▸ Stated task
Copy out only those lines running from the line with "Point to the blue" to the end of the listing, keeping each one exactly as it is.

(Source records)
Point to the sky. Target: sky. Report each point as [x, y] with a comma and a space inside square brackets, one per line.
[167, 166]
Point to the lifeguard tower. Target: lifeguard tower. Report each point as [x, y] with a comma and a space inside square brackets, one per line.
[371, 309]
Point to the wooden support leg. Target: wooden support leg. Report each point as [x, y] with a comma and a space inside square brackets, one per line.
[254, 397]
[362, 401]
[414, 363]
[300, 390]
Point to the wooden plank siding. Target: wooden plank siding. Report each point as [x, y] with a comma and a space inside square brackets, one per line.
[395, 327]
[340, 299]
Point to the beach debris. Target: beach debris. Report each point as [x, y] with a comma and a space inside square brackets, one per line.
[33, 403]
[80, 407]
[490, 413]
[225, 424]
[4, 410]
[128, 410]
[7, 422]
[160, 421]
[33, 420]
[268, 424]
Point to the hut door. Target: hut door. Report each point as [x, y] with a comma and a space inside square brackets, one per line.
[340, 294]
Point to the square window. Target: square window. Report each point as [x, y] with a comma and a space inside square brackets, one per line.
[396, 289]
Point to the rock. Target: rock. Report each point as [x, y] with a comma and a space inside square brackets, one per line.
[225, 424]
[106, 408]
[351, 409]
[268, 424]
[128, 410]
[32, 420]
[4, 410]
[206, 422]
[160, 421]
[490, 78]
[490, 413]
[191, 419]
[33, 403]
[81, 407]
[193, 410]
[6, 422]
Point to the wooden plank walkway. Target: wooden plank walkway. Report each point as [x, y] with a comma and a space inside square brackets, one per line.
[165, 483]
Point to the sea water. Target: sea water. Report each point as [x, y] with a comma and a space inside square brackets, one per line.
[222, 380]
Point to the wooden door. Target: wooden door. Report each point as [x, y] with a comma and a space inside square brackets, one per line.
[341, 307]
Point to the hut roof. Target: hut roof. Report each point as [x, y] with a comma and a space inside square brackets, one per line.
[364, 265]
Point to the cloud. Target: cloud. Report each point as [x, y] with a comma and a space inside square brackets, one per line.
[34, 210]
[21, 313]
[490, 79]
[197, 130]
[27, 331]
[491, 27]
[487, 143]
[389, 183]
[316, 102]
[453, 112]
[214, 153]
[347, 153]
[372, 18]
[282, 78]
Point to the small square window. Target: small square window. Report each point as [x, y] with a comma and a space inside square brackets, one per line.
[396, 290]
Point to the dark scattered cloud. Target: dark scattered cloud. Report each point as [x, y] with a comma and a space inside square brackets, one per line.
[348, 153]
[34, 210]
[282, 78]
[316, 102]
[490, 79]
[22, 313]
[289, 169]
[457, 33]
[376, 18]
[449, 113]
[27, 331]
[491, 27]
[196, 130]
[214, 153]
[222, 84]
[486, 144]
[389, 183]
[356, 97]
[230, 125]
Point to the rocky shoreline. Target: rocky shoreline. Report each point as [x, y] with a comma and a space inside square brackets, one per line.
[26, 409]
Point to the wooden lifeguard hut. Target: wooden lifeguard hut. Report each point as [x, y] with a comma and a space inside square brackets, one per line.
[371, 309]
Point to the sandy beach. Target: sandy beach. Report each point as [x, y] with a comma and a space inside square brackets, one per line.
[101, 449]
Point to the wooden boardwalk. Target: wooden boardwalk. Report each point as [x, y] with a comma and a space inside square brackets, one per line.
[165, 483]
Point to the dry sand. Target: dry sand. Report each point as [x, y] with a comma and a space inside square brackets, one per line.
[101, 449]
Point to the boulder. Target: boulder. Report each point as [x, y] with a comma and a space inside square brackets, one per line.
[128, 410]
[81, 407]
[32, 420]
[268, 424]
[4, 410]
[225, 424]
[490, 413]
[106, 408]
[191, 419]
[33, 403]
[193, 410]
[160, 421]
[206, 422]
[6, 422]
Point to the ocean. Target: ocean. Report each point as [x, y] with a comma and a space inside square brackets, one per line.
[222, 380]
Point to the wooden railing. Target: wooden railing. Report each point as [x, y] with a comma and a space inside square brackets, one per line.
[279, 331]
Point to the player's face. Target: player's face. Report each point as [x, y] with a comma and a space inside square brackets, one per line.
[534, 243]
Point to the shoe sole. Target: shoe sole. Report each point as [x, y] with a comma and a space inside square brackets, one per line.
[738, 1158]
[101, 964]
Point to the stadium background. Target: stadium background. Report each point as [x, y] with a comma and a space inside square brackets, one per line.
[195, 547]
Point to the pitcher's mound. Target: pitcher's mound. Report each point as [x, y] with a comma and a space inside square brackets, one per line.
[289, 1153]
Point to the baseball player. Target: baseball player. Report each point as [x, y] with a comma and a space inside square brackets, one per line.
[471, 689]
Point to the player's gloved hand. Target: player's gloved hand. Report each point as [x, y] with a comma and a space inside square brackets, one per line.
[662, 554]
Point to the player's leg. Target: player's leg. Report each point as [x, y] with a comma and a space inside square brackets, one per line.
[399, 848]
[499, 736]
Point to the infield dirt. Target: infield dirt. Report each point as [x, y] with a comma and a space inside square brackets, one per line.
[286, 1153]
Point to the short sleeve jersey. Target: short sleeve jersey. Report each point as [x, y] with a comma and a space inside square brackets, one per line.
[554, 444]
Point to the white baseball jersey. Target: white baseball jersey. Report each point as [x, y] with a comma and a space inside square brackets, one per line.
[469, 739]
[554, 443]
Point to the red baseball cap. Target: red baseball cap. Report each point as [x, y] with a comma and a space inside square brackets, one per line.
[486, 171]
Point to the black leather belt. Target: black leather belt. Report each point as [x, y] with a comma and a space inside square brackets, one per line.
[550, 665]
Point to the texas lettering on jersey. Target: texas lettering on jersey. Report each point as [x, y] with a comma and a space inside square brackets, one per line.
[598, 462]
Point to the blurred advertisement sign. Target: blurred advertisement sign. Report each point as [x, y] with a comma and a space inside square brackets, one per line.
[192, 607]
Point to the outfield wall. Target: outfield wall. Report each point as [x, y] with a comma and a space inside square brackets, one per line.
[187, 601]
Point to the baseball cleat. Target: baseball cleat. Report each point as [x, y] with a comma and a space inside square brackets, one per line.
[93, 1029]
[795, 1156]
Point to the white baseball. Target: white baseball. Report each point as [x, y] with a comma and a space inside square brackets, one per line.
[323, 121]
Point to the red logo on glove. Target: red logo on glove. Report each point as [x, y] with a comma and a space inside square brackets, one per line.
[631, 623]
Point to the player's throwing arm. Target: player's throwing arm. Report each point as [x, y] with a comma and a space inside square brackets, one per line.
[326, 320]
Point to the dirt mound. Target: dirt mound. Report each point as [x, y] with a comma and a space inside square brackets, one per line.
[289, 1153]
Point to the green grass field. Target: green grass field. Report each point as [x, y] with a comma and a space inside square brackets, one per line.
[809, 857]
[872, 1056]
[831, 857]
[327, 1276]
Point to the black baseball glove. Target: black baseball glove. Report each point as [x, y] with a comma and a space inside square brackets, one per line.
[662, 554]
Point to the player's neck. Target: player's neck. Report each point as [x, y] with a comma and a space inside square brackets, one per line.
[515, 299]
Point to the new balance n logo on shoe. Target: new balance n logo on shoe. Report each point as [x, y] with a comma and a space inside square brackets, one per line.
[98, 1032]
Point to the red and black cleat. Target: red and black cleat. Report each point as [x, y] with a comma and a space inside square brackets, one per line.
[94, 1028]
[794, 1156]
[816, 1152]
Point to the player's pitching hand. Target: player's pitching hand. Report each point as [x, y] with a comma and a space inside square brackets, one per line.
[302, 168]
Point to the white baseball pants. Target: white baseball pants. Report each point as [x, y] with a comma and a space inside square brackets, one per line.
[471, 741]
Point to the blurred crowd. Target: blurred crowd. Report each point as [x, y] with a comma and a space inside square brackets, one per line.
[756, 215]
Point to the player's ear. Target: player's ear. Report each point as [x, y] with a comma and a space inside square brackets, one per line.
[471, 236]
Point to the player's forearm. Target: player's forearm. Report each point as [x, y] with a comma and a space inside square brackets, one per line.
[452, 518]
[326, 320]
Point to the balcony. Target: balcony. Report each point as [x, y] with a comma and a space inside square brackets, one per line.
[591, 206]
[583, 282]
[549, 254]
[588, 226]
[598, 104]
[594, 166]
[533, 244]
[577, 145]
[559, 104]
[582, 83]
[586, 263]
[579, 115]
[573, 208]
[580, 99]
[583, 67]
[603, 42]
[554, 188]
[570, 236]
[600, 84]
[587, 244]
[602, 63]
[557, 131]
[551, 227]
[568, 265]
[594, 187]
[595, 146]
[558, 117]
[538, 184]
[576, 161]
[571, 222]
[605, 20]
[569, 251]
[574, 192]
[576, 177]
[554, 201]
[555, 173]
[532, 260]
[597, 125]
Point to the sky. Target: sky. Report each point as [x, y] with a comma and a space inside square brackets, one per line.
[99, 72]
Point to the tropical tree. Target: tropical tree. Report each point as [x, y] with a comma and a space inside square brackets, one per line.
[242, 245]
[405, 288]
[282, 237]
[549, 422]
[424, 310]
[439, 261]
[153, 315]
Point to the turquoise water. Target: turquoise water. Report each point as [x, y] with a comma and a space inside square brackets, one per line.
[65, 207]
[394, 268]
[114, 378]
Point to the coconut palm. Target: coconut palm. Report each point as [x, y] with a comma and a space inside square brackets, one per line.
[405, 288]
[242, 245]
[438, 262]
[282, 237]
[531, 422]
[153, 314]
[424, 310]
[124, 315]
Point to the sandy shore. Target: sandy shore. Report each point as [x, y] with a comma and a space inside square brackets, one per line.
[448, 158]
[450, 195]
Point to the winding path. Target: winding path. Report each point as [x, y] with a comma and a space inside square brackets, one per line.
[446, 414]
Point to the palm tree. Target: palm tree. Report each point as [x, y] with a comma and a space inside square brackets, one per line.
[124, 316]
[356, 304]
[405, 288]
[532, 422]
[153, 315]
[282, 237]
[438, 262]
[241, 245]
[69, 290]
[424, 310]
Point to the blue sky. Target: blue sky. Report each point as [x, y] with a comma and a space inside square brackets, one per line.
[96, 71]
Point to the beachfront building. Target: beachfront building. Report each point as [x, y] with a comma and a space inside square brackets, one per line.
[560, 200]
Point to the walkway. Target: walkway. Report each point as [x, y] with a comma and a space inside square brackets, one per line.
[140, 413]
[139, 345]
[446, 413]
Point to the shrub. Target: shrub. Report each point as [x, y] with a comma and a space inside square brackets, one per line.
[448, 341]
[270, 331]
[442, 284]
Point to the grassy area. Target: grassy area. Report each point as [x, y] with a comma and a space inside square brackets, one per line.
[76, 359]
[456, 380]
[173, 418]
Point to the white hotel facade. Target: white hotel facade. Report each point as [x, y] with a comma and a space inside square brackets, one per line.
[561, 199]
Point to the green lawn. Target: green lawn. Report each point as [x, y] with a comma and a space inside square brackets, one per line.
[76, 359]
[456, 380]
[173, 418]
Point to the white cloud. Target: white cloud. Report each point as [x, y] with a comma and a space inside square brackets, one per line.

▸ Expected output
Point to the blue sky. Target: blue sky. Report each point as [x, y] with a comma and a space inside square brackets, one per line.
[96, 71]
Point to the beachfront building. Target: beachfront building. Report each point as [x, y] with a comma and a space inside square brackets, one per line.
[560, 200]
Point to the walkway. Target: walkway. Report each point as [x, y] with a comma and a space inside square brackets, one per line.
[140, 413]
[139, 345]
[446, 413]
Point to the shrub. Target: shrub. Report each point as [x, y] with a comma and a space inside square brackets, one per line.
[448, 341]
[270, 331]
[442, 284]
Point to the grassy area. Target: grassy area. Report each point as [x, y] with a comma and a space inside square brackets, one per line.
[76, 359]
[456, 380]
[173, 418]
Point to the white hotel facade. Target: white hotel facade. Report each point as [x, y] with a comma and a space inside square brackets, one per line.
[561, 199]
Point to the green lawn. Target: green lawn. Report each point as [x, y] with a comma and a space inside square brackets, one per line.
[76, 359]
[456, 380]
[173, 418]
Point to the white cloud. Target: white cloud. Report each point as [x, y] with a comma and a space inside square brackets, one per line.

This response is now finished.